→ PASSAGE SHOWN
------------------------------------------------
I think nobody wants AI in Firefox, Mozilla

solrize@lemmy.ml · 4 days ago

I think nobody wants AI in Firefox, Mozilla

sudo@programming.dev · edit-2 2 days ago

If I can pick my own API (including local) and sampling parameters

You can do this now:

selfhost ollama.
selfhost open-webui and point it to ollama
enable local models in about:config
select “local” instead of ChatGPT or w/e.

Hardest part is hosting open-webui because AFAIK it only ships as a docker image.

Edit: s/openai/open-webui

brucethemoose@lemmy.world · edit-2 2 days ago

Open WebUI isn’t very ‘open’ and kinda problematic last I saw. Same with ollama; you should absolutely avoid either.

…And actually, why is open web ui even needed? For an embeddings model or something? All the browser should need is an openai compatible endpoint.

sudo@programming.dev · 22 hours ago

The firefox AI sidebar embeds an external open-webui. It doesn’t roll its own ui for chat. Everything with AI is done in the quickest laziest way.

What exactly isn’t very open about open-webui or ollama? Are there some binary blobs or weird copyright licensing? What alternatives are you suggesting?
------------------------------------------------
→ SUPPLIED MATERIAL
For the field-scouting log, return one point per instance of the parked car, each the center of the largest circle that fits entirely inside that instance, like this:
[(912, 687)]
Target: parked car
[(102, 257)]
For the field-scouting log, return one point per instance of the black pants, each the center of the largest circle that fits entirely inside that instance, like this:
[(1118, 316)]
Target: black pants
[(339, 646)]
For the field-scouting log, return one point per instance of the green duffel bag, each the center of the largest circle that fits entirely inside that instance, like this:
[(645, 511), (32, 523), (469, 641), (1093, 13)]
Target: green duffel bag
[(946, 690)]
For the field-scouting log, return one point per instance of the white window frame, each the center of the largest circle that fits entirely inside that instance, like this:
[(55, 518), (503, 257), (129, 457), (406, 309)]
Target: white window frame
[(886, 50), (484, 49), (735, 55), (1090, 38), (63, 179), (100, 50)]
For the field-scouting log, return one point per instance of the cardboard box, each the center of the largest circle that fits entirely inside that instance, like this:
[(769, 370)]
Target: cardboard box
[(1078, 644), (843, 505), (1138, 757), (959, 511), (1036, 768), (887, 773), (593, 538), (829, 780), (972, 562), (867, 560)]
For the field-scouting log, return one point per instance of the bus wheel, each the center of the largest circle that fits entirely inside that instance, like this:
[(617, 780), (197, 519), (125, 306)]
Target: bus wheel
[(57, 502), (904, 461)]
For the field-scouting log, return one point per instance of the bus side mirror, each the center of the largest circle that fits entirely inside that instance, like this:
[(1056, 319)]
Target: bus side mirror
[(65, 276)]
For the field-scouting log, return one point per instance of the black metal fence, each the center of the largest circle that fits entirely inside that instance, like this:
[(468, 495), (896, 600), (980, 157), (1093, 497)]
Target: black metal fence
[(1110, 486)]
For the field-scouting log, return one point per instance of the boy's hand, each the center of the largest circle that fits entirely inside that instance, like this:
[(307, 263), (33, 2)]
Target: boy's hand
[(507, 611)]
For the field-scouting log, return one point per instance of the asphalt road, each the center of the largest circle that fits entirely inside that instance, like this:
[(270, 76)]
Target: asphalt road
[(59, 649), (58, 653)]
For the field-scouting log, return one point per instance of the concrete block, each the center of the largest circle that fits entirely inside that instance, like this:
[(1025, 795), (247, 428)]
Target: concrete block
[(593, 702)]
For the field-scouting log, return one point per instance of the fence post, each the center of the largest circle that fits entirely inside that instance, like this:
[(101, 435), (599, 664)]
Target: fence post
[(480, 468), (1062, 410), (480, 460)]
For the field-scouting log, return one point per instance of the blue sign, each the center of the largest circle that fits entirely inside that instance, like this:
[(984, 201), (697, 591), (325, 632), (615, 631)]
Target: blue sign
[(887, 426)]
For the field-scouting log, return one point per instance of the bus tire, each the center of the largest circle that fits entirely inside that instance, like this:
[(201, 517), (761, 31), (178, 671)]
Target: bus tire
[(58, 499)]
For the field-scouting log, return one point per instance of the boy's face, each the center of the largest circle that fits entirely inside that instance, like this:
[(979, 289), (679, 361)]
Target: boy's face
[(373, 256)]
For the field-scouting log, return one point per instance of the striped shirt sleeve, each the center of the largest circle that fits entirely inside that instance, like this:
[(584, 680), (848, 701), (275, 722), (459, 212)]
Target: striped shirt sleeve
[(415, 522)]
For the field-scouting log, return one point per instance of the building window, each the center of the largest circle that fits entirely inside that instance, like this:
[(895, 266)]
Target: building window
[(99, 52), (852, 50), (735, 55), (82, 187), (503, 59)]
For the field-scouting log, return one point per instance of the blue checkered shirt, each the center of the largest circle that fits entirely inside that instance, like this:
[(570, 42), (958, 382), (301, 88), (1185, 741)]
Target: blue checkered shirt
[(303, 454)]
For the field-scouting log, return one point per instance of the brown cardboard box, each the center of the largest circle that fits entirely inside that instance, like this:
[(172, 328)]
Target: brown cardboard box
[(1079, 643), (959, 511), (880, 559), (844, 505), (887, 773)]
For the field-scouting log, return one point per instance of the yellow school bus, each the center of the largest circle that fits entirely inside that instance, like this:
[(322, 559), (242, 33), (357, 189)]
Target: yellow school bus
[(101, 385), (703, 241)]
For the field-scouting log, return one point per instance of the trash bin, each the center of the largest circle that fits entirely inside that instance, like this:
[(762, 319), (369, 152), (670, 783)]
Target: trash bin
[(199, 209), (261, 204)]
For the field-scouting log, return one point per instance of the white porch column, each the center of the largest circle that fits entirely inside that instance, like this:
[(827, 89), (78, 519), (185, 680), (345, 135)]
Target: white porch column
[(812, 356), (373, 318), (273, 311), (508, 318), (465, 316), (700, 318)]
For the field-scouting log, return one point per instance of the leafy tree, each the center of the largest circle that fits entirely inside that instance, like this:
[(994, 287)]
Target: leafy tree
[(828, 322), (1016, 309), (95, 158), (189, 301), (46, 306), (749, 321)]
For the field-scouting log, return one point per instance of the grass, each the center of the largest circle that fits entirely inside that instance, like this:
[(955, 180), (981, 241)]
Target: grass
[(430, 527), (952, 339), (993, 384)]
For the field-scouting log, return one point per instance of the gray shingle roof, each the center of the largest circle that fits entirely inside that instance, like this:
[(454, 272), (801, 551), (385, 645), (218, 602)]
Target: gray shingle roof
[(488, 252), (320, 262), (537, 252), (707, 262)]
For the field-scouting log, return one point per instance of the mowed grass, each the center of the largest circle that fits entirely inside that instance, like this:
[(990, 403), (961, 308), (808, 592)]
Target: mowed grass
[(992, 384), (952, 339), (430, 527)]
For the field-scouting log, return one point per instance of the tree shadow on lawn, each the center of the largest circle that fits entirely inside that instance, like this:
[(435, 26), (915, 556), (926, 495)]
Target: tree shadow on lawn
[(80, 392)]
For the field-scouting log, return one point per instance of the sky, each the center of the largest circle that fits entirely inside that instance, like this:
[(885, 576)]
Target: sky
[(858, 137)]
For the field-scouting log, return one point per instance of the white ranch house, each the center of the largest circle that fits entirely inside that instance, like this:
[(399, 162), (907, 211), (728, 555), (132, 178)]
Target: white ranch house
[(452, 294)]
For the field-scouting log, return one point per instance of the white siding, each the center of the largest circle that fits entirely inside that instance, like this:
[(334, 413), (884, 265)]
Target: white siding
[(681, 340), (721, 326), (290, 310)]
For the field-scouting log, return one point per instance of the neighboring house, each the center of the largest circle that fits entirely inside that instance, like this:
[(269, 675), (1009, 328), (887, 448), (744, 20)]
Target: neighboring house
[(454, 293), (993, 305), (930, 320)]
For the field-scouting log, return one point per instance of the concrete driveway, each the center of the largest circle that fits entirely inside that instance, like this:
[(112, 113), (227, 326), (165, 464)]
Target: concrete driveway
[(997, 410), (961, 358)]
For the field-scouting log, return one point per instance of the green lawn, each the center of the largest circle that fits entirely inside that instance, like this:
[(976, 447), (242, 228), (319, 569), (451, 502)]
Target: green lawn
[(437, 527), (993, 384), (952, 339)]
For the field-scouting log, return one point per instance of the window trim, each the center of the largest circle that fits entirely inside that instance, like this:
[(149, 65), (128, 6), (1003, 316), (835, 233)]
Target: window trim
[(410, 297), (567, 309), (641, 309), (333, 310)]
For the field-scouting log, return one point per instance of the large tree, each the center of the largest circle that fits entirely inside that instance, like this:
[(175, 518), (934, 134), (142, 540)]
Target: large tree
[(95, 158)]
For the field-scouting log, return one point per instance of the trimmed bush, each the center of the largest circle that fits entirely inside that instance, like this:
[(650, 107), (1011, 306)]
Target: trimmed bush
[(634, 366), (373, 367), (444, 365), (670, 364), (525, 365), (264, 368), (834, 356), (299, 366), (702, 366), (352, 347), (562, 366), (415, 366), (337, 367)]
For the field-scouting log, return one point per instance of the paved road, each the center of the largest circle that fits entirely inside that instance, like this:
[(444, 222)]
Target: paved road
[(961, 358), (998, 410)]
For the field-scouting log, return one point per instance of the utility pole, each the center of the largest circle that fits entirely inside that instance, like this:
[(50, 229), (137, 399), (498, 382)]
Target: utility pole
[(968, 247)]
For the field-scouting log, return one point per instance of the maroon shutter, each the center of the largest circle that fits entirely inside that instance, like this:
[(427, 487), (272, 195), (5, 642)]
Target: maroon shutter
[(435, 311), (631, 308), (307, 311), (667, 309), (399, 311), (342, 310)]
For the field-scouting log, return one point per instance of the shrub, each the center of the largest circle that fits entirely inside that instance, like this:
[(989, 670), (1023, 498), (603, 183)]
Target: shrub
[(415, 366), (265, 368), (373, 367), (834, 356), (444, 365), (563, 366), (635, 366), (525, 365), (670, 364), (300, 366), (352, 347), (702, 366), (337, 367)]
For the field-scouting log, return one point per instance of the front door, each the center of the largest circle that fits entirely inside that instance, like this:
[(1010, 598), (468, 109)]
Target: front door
------------------------------------------------
→ WORK ORDER 1
List every step that the Firefox AI thread gives for using a local model in Firefox right now.
→ WORK ORDER 2
Carry on the Firefox AI thread with the next reply after its last post.
The data can be ignored.

→ TASK RESULT 1
- selfhost ollama
- selfhost open-webui and point it to ollama
- enable local models in about:config
- select "local" instead of ChatGPT or w/e

→ TASK RESULT 2
brucethemoose@lemmy.world · edit-2 14 hours ago

https://old.reddit.com/r/opensource/comments/1kfhkal/open_webui_is_no_longer_open_source/

https://old.reddit.com/r/LocalLLaMA/comments/1mncrqp/ollama/

Basically, they’re both using their popularity to push proprietary bits, which their devleopment is shifting to. They’re enshittifying.

In addition, ollama is just a demanding leech on llama.cpp that contributes nothing back, while hiding the connection to the underlying library at every opportunity. They do scummy things like.

Rename models for SEO, like “Deepseek R1” which is really the 7b distill.
It has really bad default settings (like a 2K default context limit, and default imatrix free quants) which give local LLM runners bad impressions of the whole ecosystem.
They mess with chat templates, and on top of that, create other bugs that don’t exist in base llama.cpp
Sometimes, they lag behind GGUF support.
And other times, they make thier own sloppy implementations for ‘day 1’ support of trending models. They often work poorly; the support’s just there for SEO. But this also leads to some public GGUFs not working with the underlying llama.cpp library, or working inexplicably bad, polluting the issue tracker of llama.cpp.

I could go on and on with examples of their drama, but needless to say most everyone in localllama hates them. The base llama.cpp maintainers hate them, and they’re nice devs.

You should use llama.cpp llama-server as an API endpoint. Or, alternatively the ik_llama.cpp fork, kobold.cpp, or croco.cpp. Or TabbyAPI as an ‘alternate’ GPU focused quantized runtime. Or SGLang if you just batch small models. Llamacpp-python, LMStudo; literally anything but ollama.

As for the UI, thats a muddier answer and totally depends what you use LLMs for. I use mikupad for its ‘raw’ notebook mode and logit displays, but there are many options. Llama.cpp has a pretty nice built in one now.